• Stated goal: From the line that holds "Exercise. Point out each instance of the dark" to the last line of the data, copy everything exactly; leave out all the rest.

• Data for this task:
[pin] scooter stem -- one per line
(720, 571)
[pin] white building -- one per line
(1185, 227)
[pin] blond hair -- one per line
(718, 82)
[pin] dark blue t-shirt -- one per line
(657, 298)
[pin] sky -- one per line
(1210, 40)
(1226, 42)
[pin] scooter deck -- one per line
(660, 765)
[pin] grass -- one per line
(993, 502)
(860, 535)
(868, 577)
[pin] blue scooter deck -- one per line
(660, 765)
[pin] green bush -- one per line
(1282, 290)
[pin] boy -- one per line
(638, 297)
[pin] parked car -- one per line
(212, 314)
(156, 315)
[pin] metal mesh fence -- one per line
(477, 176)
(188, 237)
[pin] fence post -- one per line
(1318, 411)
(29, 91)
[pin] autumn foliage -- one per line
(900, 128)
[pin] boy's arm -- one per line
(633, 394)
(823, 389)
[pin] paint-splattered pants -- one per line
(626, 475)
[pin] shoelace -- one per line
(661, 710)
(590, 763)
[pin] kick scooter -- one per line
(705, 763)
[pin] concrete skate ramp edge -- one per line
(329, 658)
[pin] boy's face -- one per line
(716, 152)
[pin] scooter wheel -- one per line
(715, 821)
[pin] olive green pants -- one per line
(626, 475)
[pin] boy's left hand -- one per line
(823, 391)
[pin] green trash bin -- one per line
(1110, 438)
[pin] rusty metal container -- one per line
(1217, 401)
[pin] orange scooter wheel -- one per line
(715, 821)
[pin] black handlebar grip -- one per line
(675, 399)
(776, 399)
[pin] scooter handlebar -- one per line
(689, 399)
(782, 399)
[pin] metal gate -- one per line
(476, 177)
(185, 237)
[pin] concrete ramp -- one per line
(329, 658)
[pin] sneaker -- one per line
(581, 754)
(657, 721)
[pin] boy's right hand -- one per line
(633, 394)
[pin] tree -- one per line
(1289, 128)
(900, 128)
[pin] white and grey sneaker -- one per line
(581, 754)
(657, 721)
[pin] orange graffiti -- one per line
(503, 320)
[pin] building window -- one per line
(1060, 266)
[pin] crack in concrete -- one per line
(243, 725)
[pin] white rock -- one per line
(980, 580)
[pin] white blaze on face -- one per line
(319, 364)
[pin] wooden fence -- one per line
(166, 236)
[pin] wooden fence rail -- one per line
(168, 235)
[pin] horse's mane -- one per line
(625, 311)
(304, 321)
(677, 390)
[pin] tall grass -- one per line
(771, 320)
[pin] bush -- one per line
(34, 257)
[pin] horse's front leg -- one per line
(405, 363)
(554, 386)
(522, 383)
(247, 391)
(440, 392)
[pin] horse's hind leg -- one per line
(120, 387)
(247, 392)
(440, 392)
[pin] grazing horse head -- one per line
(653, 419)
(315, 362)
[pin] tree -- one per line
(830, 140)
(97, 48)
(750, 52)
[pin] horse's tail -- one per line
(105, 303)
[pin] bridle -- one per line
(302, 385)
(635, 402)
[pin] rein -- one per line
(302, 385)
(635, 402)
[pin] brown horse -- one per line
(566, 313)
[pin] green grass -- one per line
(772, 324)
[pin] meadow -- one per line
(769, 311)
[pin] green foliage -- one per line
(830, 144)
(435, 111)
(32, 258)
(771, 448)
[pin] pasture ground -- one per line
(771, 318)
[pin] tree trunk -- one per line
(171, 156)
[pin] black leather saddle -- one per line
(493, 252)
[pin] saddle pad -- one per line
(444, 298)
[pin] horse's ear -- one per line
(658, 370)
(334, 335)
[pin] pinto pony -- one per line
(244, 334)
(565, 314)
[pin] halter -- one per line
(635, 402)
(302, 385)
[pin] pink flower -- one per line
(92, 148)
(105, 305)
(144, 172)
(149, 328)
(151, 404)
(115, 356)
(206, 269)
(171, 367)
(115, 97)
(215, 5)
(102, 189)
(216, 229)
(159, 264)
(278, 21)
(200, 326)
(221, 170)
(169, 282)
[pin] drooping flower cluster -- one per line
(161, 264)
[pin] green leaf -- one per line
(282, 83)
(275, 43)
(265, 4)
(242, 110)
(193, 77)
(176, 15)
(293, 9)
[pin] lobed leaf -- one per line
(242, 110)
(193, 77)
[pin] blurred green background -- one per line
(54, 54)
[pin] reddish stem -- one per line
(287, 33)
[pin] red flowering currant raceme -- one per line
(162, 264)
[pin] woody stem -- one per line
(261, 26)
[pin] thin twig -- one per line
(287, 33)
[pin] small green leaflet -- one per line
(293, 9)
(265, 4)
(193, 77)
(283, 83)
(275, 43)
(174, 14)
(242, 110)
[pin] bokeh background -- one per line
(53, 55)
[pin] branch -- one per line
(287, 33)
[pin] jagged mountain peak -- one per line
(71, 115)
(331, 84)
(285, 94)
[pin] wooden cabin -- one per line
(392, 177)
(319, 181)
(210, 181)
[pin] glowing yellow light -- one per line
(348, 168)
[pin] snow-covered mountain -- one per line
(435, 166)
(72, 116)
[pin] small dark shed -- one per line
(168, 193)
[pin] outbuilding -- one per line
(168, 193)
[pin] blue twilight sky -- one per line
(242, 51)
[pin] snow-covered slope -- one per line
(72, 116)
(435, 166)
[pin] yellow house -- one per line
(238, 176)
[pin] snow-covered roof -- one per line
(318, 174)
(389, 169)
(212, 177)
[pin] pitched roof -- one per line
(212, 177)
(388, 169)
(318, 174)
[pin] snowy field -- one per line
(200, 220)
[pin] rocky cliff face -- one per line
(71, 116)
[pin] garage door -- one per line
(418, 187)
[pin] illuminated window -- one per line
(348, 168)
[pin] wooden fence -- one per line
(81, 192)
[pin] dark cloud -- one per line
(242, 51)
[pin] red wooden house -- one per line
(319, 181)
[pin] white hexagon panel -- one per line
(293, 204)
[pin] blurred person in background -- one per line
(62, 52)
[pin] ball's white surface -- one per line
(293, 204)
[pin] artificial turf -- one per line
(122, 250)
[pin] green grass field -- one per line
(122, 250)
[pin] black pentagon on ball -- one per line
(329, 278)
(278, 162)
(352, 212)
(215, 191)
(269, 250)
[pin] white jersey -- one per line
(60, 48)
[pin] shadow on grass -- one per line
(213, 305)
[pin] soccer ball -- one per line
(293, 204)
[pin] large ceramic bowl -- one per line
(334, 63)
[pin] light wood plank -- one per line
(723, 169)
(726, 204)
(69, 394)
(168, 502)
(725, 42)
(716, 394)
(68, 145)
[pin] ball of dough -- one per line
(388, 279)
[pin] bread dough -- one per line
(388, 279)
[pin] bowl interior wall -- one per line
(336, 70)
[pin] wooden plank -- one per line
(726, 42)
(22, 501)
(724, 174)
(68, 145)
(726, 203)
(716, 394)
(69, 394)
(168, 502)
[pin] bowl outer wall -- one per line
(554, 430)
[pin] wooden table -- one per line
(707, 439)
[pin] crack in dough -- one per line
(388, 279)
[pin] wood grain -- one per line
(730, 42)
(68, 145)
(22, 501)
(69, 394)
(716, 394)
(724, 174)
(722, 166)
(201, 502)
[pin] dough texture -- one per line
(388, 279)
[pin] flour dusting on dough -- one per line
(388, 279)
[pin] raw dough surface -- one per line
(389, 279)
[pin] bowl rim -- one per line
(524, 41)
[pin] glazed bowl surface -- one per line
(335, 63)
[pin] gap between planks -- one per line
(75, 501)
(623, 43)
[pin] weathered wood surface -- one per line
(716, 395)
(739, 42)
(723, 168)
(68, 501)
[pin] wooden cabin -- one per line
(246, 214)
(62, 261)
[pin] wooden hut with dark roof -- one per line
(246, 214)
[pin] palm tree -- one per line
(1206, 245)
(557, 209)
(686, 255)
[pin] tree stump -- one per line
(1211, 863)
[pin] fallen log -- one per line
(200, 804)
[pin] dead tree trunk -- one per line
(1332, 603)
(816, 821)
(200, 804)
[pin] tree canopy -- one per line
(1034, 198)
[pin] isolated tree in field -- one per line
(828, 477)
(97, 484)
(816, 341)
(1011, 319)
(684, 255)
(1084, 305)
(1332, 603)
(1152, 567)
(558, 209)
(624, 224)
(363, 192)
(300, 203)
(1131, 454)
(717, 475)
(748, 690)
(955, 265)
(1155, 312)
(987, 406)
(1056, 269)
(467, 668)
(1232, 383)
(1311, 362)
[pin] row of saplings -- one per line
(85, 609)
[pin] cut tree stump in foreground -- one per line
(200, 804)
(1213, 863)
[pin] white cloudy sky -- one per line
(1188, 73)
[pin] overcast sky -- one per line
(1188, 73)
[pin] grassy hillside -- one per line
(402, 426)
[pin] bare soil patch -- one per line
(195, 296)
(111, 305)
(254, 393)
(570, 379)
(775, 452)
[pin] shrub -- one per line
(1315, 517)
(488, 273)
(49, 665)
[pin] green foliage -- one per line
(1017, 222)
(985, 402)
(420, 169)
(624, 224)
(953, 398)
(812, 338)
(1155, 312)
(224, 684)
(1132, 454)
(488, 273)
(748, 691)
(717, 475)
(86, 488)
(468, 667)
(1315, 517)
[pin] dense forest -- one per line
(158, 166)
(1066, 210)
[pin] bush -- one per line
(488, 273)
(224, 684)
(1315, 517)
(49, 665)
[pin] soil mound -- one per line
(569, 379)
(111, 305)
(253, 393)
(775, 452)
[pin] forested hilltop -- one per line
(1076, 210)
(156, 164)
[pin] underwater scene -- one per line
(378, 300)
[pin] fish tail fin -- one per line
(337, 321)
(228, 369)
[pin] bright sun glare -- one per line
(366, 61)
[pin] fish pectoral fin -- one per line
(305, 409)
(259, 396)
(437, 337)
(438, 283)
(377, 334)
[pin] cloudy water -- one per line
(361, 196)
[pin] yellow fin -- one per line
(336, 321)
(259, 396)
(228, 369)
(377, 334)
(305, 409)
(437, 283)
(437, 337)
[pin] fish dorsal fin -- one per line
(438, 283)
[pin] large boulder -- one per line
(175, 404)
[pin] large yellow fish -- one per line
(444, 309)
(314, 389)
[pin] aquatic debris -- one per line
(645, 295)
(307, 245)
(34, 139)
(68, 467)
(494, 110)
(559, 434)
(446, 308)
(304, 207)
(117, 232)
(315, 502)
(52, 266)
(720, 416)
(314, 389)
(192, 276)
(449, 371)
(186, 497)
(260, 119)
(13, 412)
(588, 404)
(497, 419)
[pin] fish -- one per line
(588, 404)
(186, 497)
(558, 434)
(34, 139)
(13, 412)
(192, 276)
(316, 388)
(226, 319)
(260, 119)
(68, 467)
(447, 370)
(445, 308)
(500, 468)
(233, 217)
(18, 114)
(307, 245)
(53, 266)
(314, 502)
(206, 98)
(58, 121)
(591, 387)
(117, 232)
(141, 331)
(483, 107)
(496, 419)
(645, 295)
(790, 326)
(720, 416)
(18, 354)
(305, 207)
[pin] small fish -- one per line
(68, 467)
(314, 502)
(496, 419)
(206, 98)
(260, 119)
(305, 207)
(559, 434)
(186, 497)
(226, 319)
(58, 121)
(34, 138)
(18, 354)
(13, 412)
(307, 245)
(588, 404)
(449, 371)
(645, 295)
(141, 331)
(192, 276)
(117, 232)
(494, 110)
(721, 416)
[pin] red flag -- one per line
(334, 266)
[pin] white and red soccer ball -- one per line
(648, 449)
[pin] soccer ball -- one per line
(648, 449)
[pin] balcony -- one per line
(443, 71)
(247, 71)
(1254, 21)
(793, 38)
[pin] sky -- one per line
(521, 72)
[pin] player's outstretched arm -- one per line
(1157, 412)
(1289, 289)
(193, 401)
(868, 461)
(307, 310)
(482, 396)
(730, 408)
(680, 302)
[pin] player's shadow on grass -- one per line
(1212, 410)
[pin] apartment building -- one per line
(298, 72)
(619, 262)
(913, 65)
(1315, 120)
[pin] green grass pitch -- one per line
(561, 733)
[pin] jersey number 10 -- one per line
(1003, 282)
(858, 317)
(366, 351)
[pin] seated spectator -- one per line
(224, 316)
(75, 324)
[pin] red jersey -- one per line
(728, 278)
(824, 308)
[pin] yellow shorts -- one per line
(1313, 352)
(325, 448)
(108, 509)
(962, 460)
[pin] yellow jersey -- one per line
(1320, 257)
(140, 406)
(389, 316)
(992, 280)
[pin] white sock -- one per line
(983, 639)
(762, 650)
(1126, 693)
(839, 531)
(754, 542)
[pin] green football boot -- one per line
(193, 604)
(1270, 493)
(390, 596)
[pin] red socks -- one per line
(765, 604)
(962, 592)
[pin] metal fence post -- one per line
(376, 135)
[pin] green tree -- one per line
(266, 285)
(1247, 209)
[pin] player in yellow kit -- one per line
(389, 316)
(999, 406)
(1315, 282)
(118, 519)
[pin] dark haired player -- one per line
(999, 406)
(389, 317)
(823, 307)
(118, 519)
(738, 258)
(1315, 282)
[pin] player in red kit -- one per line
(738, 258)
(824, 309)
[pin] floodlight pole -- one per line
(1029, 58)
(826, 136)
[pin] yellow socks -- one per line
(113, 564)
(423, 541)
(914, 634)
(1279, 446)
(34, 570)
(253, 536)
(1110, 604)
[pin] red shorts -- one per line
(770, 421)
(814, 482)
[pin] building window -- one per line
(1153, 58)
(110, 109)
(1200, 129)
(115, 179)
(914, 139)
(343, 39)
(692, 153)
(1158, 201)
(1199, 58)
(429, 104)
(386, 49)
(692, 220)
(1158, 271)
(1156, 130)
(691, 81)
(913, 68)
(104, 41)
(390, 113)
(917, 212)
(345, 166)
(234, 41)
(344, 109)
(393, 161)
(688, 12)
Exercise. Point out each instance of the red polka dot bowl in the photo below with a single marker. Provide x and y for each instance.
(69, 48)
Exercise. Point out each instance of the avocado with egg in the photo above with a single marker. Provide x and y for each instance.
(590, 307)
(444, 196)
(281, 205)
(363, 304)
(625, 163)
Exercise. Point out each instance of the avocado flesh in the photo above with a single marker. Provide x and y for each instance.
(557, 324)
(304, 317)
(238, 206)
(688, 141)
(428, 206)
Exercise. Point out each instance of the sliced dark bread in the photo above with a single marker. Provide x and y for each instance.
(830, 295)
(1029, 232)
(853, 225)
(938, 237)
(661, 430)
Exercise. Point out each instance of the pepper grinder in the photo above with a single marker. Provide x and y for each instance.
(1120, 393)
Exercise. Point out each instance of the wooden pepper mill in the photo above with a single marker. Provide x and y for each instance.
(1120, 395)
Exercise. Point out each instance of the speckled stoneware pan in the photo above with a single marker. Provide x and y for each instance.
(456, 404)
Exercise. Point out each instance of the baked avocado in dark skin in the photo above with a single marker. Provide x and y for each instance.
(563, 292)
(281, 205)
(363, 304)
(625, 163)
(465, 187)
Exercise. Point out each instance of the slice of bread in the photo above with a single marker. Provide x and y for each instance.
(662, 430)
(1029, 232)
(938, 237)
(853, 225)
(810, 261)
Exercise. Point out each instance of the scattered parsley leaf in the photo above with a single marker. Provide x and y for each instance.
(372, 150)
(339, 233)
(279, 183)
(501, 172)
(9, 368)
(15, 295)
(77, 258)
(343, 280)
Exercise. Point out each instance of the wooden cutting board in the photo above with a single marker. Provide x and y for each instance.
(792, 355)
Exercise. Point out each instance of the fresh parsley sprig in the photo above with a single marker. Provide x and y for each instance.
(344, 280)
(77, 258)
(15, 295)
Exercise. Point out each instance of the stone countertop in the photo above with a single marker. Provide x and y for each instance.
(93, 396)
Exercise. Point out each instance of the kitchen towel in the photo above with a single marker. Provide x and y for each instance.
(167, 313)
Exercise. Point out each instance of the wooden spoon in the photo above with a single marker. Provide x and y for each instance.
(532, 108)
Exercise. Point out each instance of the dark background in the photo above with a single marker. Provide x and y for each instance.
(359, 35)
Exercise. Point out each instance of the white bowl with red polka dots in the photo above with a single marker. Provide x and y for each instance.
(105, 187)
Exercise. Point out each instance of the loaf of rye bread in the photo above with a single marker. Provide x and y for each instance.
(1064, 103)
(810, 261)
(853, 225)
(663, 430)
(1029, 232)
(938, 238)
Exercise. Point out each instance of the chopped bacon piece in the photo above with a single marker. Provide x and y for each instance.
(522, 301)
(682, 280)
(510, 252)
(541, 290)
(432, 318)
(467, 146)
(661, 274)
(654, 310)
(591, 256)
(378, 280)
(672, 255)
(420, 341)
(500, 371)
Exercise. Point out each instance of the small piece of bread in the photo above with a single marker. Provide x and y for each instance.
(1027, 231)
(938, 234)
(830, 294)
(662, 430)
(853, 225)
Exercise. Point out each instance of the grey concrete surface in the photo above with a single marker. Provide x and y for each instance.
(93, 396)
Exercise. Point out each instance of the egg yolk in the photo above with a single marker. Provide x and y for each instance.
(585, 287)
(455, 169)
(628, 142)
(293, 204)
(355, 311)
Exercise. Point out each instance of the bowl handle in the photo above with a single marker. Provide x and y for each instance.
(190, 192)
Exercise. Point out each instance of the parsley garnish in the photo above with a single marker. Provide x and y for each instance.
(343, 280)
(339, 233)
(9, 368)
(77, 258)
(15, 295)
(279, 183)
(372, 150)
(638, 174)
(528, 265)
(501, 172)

• Finished exercise:
Exercise. Point out each instance of the dark background in the photo above with a single marker. Provide x and y for each instance.
(359, 35)
Exercise. Point out each instance of the white bowl with red polka dots in the photo above with a single marker. Provide x and y for each instance.
(105, 187)
Exercise. Point out each instance of the loaf of rye bread in the photo above with a single marker. Provide x and y for each instance.
(1064, 103)
(810, 261)
(853, 225)
(663, 430)
(1029, 232)
(938, 238)
Exercise. Point out each instance of the chopped bacon piece in the photo above with a single marker. Provide x and y for each instance.
(522, 301)
(682, 280)
(510, 252)
(541, 290)
(432, 318)
(467, 146)
(661, 274)
(654, 310)
(591, 256)
(378, 280)
(672, 255)
(420, 341)
(500, 371)
Exercise. Point out each instance of the small piece of bread in the photo above with a single marker. Provide x and y for each instance.
(1027, 231)
(938, 234)
(830, 294)
(662, 430)
(853, 225)
Exercise. Point out each instance of the grey concrete surface in the photo above with a single marker. Provide x and y for each instance.
(93, 396)
Exercise. Point out each instance of the egg yolk in the photo above with a single marker. Provide x and y for each instance.
(585, 287)
(455, 169)
(628, 142)
(293, 204)
(355, 311)
Exercise. Point out each instance of the bowl handle in the photo above with a single marker. Provide x and y for each instance.
(190, 192)
Exercise. Point out each instance of the parsley garnish in the photo above with a single marker. Provide x and y for each instance.
(343, 280)
(339, 233)
(9, 368)
(77, 258)
(15, 295)
(279, 183)
(372, 150)
(638, 174)
(528, 265)
(501, 172)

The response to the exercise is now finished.